In the entries below, find the string "surface" and return each line holding it.

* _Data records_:

= Beginning of Section =

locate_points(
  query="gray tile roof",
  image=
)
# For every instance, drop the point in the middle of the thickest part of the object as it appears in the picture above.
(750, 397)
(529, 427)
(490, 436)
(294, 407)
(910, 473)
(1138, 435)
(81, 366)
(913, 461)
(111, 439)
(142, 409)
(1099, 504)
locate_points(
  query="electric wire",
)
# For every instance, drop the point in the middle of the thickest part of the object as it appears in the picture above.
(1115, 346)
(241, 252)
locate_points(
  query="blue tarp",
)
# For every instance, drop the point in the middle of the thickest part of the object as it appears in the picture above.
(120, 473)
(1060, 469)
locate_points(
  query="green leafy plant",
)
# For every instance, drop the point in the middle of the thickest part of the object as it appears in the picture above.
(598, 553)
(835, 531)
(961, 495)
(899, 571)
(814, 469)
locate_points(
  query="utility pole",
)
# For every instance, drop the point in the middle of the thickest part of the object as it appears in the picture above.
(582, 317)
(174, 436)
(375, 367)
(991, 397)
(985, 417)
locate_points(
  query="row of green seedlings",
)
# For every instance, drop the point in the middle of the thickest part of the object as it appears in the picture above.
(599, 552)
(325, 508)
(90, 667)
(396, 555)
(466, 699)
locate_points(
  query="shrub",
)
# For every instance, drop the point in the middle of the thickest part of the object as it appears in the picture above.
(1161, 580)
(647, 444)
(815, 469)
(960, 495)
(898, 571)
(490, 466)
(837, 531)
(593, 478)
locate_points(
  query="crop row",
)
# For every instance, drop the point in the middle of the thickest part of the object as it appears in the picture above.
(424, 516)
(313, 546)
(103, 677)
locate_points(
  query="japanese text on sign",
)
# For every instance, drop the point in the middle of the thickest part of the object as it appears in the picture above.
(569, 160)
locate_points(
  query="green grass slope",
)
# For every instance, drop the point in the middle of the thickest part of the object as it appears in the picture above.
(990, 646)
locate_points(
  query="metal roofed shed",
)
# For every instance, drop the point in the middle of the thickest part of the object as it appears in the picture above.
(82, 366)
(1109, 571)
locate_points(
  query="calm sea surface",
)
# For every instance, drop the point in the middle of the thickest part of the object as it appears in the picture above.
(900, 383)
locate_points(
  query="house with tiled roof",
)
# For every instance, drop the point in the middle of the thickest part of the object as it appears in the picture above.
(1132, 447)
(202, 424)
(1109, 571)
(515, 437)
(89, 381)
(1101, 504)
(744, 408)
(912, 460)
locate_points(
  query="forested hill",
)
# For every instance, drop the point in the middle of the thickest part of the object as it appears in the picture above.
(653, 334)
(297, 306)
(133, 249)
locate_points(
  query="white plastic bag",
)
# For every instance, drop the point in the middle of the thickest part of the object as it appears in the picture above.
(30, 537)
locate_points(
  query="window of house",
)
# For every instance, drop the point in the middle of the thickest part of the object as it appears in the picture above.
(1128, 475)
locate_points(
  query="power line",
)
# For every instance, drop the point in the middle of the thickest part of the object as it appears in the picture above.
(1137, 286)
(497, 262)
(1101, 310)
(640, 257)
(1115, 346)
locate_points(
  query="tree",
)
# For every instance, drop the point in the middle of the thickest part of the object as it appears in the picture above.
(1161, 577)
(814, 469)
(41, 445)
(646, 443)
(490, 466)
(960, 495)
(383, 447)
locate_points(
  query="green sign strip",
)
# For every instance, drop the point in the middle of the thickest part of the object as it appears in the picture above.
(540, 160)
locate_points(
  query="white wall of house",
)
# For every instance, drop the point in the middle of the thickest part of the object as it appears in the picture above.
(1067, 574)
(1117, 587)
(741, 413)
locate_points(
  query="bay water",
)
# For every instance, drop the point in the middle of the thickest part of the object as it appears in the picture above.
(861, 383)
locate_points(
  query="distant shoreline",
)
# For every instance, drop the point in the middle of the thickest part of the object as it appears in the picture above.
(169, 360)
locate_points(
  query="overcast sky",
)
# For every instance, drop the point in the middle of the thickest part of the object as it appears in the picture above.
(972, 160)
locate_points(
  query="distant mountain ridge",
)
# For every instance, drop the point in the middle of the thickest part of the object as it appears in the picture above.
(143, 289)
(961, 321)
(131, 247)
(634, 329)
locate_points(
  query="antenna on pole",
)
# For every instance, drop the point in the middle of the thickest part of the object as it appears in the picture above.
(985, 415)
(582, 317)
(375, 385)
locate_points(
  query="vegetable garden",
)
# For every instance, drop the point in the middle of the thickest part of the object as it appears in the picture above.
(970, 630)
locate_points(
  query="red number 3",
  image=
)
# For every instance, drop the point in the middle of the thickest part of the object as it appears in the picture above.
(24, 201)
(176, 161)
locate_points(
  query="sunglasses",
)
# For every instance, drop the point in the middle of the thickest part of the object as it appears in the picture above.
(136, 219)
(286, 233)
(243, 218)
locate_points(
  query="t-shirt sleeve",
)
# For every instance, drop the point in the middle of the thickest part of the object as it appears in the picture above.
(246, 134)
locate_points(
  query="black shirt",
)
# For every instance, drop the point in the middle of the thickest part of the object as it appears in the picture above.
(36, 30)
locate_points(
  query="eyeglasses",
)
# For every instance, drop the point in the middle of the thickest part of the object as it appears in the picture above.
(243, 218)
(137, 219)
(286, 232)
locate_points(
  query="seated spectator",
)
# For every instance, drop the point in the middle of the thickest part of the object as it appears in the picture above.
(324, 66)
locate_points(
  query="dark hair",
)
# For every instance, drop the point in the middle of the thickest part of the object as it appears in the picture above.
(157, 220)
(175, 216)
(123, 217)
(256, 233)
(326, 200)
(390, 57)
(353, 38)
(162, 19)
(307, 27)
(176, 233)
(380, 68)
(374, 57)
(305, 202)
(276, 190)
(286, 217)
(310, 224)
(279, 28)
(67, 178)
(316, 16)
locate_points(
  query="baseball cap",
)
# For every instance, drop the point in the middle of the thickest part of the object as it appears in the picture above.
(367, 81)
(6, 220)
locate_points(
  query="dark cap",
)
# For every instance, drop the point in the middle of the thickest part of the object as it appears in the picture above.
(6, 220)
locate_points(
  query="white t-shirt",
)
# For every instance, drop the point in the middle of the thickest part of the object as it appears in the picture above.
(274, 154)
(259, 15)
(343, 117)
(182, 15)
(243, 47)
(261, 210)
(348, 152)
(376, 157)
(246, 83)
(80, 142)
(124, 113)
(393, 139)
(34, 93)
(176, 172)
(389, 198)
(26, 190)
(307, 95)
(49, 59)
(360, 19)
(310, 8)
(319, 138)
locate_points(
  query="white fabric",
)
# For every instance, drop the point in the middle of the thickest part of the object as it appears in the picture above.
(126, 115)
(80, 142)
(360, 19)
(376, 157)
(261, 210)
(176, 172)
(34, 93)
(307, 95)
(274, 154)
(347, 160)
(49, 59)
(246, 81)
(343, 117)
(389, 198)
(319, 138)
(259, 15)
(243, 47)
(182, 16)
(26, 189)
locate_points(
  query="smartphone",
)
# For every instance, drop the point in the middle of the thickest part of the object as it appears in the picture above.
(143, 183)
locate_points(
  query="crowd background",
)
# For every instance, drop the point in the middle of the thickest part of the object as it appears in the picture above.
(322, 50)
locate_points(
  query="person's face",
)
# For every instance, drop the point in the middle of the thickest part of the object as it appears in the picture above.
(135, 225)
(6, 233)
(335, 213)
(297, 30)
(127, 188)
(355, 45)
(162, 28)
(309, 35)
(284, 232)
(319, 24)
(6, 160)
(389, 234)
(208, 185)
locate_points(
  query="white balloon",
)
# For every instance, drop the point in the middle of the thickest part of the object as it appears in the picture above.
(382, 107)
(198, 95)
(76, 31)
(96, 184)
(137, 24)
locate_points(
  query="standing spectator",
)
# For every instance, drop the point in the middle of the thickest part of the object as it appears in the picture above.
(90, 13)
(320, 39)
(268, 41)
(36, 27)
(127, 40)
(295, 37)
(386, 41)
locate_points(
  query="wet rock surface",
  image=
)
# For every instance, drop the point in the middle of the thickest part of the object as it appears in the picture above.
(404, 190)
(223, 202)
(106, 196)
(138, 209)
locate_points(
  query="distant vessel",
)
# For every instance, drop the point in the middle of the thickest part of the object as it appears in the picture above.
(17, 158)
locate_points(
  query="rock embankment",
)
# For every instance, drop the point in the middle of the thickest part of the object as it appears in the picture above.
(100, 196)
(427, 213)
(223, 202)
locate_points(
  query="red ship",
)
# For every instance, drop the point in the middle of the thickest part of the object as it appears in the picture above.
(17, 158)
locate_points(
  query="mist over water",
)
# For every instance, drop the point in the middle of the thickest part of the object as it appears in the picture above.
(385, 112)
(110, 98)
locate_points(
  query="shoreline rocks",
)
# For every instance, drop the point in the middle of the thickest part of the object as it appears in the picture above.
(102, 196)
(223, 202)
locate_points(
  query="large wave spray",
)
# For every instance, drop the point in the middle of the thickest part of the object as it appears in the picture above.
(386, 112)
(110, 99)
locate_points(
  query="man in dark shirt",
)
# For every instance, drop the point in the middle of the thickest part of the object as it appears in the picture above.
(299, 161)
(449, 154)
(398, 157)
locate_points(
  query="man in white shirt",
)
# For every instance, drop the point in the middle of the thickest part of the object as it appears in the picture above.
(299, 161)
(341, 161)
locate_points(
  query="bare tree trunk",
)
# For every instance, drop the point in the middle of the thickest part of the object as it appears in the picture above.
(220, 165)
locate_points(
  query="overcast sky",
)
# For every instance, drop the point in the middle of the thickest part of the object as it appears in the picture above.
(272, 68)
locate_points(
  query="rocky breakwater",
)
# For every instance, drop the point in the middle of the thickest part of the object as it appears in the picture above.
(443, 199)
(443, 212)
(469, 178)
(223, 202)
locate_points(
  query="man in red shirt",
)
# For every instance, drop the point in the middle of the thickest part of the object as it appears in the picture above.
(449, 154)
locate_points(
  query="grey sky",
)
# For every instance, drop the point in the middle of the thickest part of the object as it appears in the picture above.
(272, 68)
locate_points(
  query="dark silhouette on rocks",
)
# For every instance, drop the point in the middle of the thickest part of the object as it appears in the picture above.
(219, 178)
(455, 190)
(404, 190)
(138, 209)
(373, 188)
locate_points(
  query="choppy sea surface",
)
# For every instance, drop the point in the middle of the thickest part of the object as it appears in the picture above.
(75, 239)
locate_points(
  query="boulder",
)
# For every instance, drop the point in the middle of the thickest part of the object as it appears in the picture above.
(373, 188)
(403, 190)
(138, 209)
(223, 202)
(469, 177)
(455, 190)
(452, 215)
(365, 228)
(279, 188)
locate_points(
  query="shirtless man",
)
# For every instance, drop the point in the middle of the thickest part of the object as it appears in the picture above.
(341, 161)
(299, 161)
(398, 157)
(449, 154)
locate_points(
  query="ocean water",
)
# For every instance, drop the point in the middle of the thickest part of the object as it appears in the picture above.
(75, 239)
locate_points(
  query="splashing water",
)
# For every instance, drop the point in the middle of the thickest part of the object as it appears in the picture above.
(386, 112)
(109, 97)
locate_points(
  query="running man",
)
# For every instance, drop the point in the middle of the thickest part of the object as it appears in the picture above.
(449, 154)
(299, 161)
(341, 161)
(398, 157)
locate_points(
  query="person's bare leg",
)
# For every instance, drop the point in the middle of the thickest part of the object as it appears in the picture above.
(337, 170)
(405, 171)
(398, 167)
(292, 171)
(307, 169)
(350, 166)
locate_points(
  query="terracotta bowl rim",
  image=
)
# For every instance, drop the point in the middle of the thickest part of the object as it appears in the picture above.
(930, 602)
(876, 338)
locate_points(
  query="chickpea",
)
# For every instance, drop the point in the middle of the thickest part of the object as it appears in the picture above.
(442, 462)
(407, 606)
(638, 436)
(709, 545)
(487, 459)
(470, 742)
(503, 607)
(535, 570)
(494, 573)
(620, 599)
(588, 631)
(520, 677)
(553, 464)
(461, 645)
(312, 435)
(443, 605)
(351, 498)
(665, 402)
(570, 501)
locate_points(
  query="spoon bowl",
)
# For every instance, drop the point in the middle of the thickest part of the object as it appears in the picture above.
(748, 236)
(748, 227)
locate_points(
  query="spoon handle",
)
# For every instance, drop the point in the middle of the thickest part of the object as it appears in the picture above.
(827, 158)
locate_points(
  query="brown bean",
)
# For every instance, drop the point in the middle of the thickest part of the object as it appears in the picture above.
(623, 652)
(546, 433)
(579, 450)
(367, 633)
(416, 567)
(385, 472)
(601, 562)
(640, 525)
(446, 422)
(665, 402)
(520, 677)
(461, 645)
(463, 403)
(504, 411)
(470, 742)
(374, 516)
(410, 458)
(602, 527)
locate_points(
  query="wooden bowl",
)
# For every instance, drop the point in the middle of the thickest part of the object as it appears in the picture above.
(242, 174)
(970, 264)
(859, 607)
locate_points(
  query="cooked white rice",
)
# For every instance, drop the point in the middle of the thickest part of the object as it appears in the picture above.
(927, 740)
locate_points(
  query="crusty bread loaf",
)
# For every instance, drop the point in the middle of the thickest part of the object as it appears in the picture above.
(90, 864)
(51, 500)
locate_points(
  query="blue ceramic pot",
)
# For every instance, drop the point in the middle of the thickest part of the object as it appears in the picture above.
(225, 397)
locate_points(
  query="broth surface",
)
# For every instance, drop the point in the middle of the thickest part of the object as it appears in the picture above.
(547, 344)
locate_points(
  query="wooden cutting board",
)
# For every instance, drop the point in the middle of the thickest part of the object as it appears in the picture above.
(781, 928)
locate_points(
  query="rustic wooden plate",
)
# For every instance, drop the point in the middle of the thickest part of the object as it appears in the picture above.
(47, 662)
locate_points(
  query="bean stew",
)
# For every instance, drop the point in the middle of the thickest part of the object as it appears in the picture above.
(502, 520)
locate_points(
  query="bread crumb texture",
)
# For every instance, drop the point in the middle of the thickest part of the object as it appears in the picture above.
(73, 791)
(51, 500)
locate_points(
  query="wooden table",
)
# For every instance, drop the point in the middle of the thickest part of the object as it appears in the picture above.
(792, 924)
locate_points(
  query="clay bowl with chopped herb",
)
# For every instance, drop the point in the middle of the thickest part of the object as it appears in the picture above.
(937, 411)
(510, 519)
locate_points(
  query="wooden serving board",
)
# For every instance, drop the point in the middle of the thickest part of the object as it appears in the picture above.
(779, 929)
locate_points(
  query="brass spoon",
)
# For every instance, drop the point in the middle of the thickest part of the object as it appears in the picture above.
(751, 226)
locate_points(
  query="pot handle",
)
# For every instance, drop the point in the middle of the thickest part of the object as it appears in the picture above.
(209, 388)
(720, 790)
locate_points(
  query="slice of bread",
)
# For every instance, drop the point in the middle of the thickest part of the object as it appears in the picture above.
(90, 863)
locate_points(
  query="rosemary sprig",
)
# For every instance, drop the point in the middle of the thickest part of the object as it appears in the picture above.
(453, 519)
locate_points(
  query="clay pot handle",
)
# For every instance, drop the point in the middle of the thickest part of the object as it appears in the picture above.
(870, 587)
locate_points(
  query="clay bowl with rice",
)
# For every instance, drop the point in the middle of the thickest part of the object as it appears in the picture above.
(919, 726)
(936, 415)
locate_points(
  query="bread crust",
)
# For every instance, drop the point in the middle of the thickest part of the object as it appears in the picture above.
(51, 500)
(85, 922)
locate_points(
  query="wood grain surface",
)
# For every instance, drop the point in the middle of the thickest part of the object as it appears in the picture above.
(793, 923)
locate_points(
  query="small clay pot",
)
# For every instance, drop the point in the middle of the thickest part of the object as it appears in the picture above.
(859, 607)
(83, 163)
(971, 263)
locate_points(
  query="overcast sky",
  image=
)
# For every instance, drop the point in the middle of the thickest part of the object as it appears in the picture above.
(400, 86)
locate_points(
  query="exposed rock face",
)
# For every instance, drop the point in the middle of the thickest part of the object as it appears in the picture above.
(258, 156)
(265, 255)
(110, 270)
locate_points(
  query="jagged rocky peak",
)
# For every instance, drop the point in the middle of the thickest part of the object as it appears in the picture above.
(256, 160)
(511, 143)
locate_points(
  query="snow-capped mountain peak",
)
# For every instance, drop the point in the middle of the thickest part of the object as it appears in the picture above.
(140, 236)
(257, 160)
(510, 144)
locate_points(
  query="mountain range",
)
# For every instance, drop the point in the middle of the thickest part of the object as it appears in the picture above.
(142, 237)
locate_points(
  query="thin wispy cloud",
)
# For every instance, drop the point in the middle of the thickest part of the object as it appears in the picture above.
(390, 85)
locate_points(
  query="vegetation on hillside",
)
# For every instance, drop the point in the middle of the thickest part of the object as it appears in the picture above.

= End of Section =

* _Result for this task_:
  query="calm sea surface",
  query="wet rock surface",
  query="choppy sea surface",
  query="broth surface",
  query="wood grain surface",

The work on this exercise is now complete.